SOURCE TEXT:
________________________________________
Nchanga copper mine near Chingola, Zambia (2008)

The Lufilian Arc (or Lufilian Belt) is part of a system of orogenic belts in southern Africa formed during the Pan-African orogeny, a stage in the formation of the Gondwana supercontinent. It extends across eastern Angola, the Katanga Province of the southern Democratic Republic of the Congo and the northwest of Zambia.[1] The arc is about 800 kilometres (500 mi) long.[2] It has global economic importance owing to its rich deposits of copper and cobalt.[1]


Eastern Gondwana, with southern Africa to the left. The Lufilian Arc is marked "LA", in the pink shaded region between the Congo and Kalahari cratons in the lower left of the map. It is bounded to the southeast by the Mwembeshi Dislocation, marked "MD" (click to enlarge).
________________________________________
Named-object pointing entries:
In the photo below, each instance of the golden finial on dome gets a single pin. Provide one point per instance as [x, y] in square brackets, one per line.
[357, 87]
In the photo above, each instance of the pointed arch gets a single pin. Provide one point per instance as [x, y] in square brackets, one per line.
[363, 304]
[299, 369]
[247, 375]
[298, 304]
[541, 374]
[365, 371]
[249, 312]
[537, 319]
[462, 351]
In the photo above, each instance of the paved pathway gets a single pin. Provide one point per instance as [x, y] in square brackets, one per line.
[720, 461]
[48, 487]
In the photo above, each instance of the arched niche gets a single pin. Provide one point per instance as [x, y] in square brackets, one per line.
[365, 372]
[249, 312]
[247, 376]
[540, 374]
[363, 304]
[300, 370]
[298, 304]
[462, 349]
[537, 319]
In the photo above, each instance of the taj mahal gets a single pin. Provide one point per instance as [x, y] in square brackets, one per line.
________________________________________
REQUIREMENTS:
1. From the Lufilian Arc text, return the span from "Eastern Gondwana, with" up to and including "(click to enlarge).".
2. According to the Lufilian Arc text, what deposits give the arc its global economic importance?
3. Summarize the Lufilian Arc text in two sentences.

TASK-BY-TASK SOLUTIONS:
1.
Eastern Gondwana, with southern Africa to the left. The Lufilian Arc is marked "LA", in the pink shaded region between the Congo and Kalahari cratons in the lower left of the map. It is bounded to the southeast by the Mwembeshi Dislocation, marked "MD" (click to enlarge).

2. Its rich deposits of copper and cobalt.

3. The Lufilian Arc is part of a system of southern African orogenic belts formed during the Pan-African orogeny, and it stretches about 800 kilometers across eastern Angola, the Katanga Province of the southern Democratic Republic of the Congo, and northwestern Zambia. Its rich copper and cobalt deposits give it global economic importance.